**WRITTEN INSTRUCTION:**
Reproduce the stretch of items from the line containing "GET /detect?q=metal chain" through the end of the items, keeping the GET lines and response-format lines unchanged. Multiply every coordinate value in the answers by 1.75 and round to whole numbers, with halves rounded up.

Image entries on named regions
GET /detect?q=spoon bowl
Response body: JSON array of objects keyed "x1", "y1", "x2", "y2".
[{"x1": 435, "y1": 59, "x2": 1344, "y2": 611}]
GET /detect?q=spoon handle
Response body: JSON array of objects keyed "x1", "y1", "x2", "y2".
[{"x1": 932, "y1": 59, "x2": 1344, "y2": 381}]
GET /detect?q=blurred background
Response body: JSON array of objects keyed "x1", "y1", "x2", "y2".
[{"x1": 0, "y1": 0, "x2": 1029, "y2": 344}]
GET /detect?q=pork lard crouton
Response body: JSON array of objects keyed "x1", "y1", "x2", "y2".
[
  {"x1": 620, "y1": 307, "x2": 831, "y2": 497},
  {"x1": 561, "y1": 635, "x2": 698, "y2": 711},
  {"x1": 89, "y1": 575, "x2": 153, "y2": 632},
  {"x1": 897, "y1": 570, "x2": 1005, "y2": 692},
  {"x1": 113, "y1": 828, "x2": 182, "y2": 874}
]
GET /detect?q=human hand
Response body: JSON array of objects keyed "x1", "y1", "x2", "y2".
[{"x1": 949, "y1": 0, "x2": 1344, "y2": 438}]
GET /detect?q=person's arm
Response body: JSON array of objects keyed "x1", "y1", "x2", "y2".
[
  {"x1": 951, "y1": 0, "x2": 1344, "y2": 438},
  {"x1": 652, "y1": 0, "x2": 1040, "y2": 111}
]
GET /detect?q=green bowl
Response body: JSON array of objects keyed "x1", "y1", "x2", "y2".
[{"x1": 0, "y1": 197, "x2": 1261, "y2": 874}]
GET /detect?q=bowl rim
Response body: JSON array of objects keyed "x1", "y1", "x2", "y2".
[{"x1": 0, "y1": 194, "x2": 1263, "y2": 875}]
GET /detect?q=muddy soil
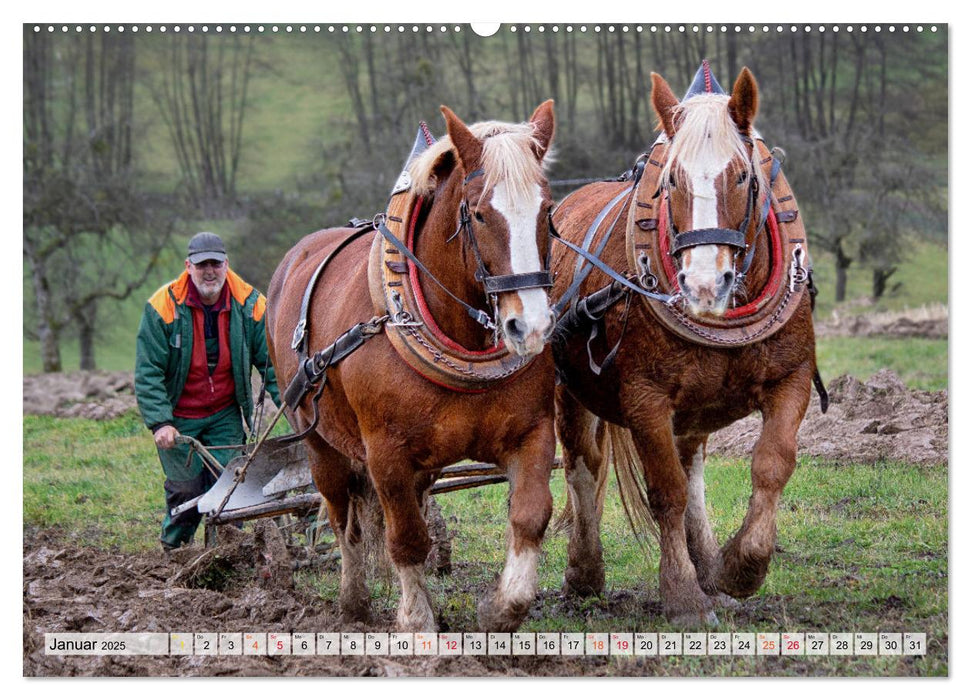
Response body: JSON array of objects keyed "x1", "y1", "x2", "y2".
[
  {"x1": 708, "y1": 369, "x2": 948, "y2": 465},
  {"x1": 23, "y1": 521, "x2": 636, "y2": 677}
]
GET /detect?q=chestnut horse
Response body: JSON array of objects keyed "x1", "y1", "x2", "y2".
[
  {"x1": 553, "y1": 62, "x2": 816, "y2": 624},
  {"x1": 267, "y1": 101, "x2": 556, "y2": 631}
]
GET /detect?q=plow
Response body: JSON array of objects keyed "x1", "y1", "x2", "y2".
[{"x1": 172, "y1": 435, "x2": 560, "y2": 565}]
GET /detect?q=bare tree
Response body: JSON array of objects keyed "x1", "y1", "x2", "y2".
[
  {"x1": 24, "y1": 28, "x2": 175, "y2": 372},
  {"x1": 152, "y1": 34, "x2": 254, "y2": 214}
]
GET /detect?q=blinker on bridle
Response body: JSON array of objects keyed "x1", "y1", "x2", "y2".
[
  {"x1": 448, "y1": 168, "x2": 553, "y2": 306},
  {"x1": 659, "y1": 137, "x2": 759, "y2": 258}
]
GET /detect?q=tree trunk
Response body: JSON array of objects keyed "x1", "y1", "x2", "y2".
[
  {"x1": 873, "y1": 265, "x2": 897, "y2": 301},
  {"x1": 24, "y1": 236, "x2": 62, "y2": 372},
  {"x1": 77, "y1": 315, "x2": 97, "y2": 370},
  {"x1": 836, "y1": 241, "x2": 853, "y2": 302}
]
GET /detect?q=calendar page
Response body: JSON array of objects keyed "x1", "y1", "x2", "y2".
[{"x1": 20, "y1": 5, "x2": 948, "y2": 687}]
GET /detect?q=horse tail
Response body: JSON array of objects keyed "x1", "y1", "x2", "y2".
[{"x1": 598, "y1": 423, "x2": 660, "y2": 550}]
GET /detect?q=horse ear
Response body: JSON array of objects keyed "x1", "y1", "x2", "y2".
[
  {"x1": 442, "y1": 105, "x2": 482, "y2": 178},
  {"x1": 728, "y1": 68, "x2": 759, "y2": 134},
  {"x1": 651, "y1": 73, "x2": 680, "y2": 139},
  {"x1": 529, "y1": 100, "x2": 556, "y2": 160}
]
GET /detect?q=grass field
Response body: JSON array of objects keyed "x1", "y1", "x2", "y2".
[{"x1": 23, "y1": 414, "x2": 948, "y2": 675}]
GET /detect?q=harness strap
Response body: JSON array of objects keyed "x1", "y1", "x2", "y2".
[
  {"x1": 290, "y1": 219, "x2": 374, "y2": 357},
  {"x1": 281, "y1": 316, "x2": 388, "y2": 442},
  {"x1": 737, "y1": 154, "x2": 782, "y2": 279},
  {"x1": 671, "y1": 228, "x2": 745, "y2": 255},
  {"x1": 482, "y1": 270, "x2": 553, "y2": 294},
  {"x1": 375, "y1": 218, "x2": 496, "y2": 331},
  {"x1": 550, "y1": 159, "x2": 650, "y2": 316},
  {"x1": 550, "y1": 227, "x2": 675, "y2": 306}
]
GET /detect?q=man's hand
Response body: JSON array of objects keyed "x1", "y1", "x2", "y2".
[{"x1": 155, "y1": 425, "x2": 179, "y2": 450}]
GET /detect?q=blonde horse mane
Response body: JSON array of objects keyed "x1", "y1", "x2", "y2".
[
  {"x1": 408, "y1": 121, "x2": 551, "y2": 202},
  {"x1": 661, "y1": 94, "x2": 769, "y2": 197}
]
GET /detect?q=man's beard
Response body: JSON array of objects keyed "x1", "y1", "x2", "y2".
[{"x1": 198, "y1": 280, "x2": 223, "y2": 299}]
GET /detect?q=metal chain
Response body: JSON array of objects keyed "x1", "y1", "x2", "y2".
[{"x1": 401, "y1": 326, "x2": 529, "y2": 381}]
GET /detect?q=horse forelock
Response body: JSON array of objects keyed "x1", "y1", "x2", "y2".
[
  {"x1": 408, "y1": 121, "x2": 552, "y2": 202},
  {"x1": 661, "y1": 94, "x2": 767, "y2": 196}
]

**RESULT FOR THIS EXERCISE:**
GET /detect?q=metal chain
Response body: JSON array of objects keyed "x1", "y1", "x2", "y2".
[{"x1": 702, "y1": 571, "x2": 926, "y2": 667}]
GET /detect?q=horse forelock
Response body: JSON array of objects keyed "x1", "y1", "x2", "y2".
[
  {"x1": 714, "y1": 212, "x2": 966, "y2": 354},
  {"x1": 1157, "y1": 165, "x2": 1342, "y2": 343}
]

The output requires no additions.